- Opening Delimiter -

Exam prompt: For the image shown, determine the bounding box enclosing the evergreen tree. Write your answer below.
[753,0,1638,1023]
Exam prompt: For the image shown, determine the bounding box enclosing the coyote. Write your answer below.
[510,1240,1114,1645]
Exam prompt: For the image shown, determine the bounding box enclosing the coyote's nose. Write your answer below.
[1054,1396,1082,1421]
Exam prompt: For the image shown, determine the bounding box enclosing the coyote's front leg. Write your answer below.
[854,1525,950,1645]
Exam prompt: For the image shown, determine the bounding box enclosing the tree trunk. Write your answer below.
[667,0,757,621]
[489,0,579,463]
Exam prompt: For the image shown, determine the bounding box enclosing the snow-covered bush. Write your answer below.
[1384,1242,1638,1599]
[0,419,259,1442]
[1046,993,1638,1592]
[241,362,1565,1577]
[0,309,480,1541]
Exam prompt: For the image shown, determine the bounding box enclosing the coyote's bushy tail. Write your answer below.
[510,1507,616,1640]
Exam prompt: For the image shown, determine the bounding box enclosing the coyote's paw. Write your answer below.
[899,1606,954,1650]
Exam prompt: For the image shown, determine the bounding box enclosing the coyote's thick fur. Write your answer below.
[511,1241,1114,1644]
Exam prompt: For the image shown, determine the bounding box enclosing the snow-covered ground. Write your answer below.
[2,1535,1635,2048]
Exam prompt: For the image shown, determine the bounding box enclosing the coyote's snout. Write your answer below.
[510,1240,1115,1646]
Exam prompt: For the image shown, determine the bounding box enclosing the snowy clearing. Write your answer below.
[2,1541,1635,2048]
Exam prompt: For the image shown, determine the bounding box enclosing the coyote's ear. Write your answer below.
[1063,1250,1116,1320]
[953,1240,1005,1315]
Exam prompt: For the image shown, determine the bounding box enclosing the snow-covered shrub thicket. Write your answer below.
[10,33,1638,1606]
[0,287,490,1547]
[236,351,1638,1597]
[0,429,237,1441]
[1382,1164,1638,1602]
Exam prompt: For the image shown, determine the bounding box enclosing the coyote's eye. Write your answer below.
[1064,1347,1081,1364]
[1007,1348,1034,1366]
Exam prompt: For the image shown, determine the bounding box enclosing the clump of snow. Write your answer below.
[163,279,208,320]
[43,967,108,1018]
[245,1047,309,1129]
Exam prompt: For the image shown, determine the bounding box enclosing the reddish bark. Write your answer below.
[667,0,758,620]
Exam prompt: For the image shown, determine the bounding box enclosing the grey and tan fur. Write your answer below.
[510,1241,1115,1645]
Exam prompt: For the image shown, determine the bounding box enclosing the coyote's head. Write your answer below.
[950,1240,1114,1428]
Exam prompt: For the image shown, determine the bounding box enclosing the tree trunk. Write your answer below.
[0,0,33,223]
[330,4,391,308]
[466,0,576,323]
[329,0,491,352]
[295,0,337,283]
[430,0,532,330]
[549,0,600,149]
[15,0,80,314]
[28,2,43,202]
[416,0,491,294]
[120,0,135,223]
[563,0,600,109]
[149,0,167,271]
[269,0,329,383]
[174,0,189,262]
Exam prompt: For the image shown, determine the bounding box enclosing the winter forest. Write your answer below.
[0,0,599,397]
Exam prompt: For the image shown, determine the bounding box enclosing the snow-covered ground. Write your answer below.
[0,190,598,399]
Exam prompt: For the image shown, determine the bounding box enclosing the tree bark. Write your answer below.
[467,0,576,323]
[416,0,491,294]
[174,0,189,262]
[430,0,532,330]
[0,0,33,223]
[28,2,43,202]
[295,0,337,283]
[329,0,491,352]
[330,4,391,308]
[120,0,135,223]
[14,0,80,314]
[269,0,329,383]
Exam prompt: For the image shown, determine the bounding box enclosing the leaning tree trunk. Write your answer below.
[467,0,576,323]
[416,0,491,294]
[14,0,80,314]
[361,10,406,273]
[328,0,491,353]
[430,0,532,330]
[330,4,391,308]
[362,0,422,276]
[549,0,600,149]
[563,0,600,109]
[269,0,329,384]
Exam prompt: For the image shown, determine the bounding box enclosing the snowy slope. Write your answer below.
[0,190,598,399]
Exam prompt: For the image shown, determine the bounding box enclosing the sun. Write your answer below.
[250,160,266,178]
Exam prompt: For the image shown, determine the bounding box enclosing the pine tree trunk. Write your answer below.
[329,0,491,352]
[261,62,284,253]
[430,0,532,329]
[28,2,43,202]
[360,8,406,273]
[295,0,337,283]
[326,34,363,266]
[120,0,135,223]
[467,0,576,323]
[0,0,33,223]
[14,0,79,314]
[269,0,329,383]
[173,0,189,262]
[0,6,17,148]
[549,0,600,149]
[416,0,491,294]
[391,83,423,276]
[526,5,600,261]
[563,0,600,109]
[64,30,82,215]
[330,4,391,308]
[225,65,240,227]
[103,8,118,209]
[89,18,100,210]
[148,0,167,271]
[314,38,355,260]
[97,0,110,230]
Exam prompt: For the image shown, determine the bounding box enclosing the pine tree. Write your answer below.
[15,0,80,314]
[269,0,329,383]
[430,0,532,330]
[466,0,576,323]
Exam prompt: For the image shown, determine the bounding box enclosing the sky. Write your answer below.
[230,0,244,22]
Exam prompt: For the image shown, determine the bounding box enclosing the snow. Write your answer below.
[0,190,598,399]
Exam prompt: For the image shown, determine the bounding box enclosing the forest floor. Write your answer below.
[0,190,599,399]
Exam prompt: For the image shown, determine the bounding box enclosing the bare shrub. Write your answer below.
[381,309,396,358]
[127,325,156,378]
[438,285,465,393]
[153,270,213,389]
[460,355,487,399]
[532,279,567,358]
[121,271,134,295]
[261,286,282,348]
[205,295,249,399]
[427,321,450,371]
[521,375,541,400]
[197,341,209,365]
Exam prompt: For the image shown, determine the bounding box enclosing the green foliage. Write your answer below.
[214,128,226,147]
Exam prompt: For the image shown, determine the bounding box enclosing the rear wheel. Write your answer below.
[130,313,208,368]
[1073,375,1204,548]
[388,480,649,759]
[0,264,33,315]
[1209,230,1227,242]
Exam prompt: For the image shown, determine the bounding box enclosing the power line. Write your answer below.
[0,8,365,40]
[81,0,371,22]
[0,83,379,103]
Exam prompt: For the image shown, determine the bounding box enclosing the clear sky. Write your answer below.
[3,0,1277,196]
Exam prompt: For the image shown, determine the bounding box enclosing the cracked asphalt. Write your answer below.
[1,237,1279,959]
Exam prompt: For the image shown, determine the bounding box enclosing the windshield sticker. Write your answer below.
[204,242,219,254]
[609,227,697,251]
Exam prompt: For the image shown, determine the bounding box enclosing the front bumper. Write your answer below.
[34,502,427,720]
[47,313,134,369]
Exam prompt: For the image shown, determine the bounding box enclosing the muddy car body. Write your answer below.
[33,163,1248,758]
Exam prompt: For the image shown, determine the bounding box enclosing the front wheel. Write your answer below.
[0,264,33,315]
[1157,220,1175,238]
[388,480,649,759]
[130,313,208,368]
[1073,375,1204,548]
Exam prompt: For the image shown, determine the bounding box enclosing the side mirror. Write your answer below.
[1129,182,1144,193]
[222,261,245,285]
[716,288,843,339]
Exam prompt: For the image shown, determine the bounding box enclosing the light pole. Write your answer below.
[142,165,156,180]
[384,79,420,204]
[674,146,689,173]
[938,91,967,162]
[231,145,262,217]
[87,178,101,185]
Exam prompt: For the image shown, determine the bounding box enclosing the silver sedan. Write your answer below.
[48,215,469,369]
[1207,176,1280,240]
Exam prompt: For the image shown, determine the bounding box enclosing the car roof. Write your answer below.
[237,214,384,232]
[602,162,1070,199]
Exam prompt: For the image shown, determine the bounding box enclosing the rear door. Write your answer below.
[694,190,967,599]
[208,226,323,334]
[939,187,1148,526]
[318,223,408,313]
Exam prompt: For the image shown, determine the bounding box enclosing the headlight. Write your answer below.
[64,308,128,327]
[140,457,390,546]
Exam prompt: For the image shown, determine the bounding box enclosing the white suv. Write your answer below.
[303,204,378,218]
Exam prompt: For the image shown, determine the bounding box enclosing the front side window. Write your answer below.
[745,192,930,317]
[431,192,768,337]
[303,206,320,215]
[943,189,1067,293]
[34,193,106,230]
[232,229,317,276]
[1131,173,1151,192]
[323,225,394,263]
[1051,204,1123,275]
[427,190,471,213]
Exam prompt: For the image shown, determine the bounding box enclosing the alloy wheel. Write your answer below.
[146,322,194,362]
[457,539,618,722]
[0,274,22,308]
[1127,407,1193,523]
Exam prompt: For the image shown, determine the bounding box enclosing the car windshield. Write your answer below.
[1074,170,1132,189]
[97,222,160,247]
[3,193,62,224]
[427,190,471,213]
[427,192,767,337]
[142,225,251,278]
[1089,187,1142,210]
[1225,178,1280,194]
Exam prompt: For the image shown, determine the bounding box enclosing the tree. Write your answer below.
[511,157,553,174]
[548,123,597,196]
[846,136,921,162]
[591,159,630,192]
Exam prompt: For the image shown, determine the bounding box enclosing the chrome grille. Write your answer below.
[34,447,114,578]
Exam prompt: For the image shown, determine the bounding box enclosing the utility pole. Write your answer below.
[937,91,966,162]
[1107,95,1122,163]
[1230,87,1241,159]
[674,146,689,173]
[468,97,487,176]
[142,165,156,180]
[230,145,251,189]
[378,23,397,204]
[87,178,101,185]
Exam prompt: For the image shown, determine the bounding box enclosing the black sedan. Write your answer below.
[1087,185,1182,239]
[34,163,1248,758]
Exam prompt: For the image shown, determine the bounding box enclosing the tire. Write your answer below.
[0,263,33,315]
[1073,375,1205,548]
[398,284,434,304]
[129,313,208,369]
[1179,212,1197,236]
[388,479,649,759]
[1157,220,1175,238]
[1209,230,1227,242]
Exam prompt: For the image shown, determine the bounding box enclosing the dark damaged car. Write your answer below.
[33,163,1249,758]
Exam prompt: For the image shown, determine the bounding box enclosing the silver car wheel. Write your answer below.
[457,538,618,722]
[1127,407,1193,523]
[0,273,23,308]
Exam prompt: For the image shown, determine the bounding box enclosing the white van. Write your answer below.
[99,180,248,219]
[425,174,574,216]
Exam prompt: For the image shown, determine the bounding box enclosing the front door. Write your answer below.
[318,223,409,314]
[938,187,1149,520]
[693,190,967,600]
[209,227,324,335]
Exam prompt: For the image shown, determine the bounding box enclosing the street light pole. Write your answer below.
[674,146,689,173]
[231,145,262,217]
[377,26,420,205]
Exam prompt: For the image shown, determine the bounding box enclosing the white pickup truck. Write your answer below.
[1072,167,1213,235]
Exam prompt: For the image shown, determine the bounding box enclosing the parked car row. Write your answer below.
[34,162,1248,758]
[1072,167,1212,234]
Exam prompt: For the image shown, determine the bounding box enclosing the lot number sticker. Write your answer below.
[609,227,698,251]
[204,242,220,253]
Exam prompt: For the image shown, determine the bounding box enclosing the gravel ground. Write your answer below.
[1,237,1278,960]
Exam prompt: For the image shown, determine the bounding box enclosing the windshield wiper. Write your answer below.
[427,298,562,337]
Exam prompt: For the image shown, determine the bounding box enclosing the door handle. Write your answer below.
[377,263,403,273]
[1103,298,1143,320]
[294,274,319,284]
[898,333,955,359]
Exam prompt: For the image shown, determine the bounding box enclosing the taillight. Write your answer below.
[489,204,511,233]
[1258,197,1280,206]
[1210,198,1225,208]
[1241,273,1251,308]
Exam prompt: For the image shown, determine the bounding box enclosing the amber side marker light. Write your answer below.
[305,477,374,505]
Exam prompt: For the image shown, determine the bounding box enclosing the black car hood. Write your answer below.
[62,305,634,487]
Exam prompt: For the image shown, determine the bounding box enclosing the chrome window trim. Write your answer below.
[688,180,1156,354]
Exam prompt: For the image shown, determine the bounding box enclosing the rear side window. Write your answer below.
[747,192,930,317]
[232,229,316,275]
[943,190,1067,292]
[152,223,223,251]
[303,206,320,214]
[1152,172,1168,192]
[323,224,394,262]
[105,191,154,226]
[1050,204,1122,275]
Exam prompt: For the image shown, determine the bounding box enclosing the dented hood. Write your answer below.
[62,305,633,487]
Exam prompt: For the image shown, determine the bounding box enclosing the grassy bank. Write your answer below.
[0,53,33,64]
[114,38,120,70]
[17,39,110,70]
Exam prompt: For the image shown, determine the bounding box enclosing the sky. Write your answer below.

- Closing Delimiter -

## YOUR GOAL
Return the lines beginning at the one that contains "trim. Write your answer below." and continuing through the last line of the data, exactly as they stand and without any others.

## RESPONSE AREA
Exam prompt: For the image shown, determine the bounding box enclosing the chrome window trim. Write your answer below.
[688,180,1156,354]
Exam prompt: For the image shown, determine the bounding box enclosing the rear side window. Write your answer below.
[747,192,930,317]
[232,229,316,275]
[943,190,1067,292]
[152,223,223,251]
[303,206,320,214]
[1152,172,1168,192]
[323,224,394,262]
[105,191,154,226]
[1050,204,1122,275]
Exam prompt: For the image shown, determine the bounding box enclosing the dented hood. Write your answer below.
[62,305,633,487]
Exam prompt: For the image shown, determine the bounding box enclosing the grassy bank. Write your answer below.
[0,53,33,64]
[114,38,120,70]
[17,39,110,70]
Exam prompt: For the image shown, determine the bounding box enclosing the sky. Write your answer below.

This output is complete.